Starting at the line that has "of the overcast" and stopping at the end of the records, format that stretch as a two-column CSV with the headers instruction and points. Each row pairs a record's text with its answer, and each goes in its own quoted field with line breaks replaced by spaces.

— Start EXERCISE MATERIAL —

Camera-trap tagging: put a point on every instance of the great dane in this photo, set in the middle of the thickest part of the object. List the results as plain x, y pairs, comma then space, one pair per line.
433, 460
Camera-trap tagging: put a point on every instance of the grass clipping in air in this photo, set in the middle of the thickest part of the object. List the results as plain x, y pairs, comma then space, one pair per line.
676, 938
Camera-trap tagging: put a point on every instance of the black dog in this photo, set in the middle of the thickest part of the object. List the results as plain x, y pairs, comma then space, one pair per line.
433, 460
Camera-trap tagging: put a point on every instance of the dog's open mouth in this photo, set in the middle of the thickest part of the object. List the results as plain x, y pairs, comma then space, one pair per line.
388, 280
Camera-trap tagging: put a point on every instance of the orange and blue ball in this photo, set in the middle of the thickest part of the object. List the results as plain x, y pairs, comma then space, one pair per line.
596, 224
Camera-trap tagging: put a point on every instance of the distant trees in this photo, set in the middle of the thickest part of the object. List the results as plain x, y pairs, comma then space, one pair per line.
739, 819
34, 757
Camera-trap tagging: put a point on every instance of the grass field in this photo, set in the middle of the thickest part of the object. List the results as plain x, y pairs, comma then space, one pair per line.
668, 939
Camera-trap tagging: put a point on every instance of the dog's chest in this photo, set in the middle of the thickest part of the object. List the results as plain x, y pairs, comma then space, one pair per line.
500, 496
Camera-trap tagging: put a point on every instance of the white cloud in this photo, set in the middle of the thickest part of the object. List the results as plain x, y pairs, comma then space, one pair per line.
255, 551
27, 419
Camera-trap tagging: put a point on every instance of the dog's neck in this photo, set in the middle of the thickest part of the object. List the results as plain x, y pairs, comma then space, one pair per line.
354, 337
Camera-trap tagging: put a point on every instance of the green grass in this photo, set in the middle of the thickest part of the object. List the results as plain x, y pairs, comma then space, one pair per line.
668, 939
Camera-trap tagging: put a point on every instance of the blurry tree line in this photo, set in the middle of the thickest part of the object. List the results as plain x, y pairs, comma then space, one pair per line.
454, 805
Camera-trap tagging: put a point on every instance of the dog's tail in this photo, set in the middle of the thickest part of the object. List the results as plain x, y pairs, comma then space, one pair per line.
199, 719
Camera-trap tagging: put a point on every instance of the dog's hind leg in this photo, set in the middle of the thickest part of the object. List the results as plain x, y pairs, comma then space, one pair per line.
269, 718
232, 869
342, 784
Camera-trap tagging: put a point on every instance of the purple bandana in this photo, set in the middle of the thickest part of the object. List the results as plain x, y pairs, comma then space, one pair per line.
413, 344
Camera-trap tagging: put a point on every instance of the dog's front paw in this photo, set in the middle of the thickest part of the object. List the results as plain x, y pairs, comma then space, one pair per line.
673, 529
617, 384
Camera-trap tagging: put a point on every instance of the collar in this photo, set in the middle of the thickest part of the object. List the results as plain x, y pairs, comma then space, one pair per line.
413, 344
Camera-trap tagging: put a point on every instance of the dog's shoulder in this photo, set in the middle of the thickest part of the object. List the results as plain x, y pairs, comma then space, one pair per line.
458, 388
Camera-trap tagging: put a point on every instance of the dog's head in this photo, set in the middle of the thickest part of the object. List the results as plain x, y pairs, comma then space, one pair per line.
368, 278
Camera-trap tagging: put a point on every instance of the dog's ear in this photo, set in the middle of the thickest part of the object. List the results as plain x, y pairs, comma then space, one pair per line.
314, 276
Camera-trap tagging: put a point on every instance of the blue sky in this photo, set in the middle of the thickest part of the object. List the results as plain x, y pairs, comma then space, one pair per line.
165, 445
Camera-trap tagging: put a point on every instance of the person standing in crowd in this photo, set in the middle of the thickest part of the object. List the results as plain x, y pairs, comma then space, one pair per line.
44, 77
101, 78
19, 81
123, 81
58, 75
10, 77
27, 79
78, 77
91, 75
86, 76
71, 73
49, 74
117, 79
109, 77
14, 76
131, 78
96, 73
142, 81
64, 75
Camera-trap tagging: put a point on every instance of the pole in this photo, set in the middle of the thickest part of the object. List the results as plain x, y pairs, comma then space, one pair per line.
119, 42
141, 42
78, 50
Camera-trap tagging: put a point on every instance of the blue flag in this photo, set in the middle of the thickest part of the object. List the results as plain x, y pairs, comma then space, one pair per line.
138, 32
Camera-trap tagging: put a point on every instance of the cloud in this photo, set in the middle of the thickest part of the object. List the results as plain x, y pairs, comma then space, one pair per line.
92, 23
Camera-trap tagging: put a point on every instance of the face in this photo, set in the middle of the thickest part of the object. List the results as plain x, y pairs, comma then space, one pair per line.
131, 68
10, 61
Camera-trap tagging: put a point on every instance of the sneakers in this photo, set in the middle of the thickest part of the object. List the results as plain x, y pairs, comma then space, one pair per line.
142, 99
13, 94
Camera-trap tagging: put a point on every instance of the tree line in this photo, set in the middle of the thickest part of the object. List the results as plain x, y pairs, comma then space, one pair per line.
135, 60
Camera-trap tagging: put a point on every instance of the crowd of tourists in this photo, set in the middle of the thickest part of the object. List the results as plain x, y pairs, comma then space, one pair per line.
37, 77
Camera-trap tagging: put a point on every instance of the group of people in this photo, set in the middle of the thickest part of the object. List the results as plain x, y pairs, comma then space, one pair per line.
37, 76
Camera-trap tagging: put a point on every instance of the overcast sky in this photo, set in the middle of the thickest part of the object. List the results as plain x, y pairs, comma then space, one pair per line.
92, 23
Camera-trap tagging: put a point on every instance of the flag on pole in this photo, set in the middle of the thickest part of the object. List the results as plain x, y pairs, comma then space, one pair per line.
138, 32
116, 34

— End EXERCISE MATERIAL —

- EXERCISE RESPONSE
instruction,points
"Camera-trap tagging: put a point on every instance of the overcast sky in this photo, set in the middle of the thickest part of the object. List the results as plain x, y pairs, comma then space, one pair per line.","92, 23"
"Camera-trap tagging: put a point on every instance of the flag on pole in this photo, set in the middle of the thickest part of the object. List the results as plain x, y pairs, comma then space, one pair per line.","138, 32 116, 34"